> [The task] Look for the line containing "Query: rink barrier" in the entries below, then print that line and all that follow it exactly.

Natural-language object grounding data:

┌──

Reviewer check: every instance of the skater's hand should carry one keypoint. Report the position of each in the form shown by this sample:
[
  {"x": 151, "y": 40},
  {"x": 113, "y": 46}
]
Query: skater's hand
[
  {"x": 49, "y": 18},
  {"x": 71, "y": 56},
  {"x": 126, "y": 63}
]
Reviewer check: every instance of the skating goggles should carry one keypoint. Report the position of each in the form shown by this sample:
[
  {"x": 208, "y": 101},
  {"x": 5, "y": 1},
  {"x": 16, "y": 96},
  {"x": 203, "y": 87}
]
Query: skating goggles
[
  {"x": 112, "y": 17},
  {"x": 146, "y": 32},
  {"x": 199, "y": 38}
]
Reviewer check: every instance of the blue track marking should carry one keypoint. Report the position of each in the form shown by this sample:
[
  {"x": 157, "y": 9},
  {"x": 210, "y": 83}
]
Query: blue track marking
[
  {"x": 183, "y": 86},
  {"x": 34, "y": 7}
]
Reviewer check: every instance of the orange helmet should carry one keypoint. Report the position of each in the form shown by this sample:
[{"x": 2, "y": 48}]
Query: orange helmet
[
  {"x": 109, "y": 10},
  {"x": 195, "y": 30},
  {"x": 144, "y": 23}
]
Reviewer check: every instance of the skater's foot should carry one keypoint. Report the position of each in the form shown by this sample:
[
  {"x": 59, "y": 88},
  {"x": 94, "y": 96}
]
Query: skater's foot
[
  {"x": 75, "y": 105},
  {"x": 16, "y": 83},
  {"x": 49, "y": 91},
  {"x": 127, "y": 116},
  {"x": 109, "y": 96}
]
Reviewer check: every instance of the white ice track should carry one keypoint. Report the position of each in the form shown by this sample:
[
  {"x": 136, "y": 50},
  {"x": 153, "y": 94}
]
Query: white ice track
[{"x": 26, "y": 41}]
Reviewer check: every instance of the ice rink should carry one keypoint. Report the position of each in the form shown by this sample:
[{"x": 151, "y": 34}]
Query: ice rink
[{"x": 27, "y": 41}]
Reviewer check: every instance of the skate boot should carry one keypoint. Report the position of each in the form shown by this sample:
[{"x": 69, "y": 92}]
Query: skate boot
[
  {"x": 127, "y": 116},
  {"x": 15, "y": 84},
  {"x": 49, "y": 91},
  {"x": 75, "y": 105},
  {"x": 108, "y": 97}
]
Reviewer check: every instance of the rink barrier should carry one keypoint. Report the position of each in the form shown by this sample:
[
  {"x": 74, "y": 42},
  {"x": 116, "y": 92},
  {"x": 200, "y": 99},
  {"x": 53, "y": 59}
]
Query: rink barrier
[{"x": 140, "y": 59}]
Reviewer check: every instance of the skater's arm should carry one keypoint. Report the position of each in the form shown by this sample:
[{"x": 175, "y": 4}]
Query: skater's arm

└──

> [Result for this task]
Query: rink barrier
[{"x": 140, "y": 59}]
Reviewer check: every instance of the skater's arm should carry one keypoint. Report the position of each in the form shown by this sample:
[{"x": 175, "y": 4}]
Query: skater's arm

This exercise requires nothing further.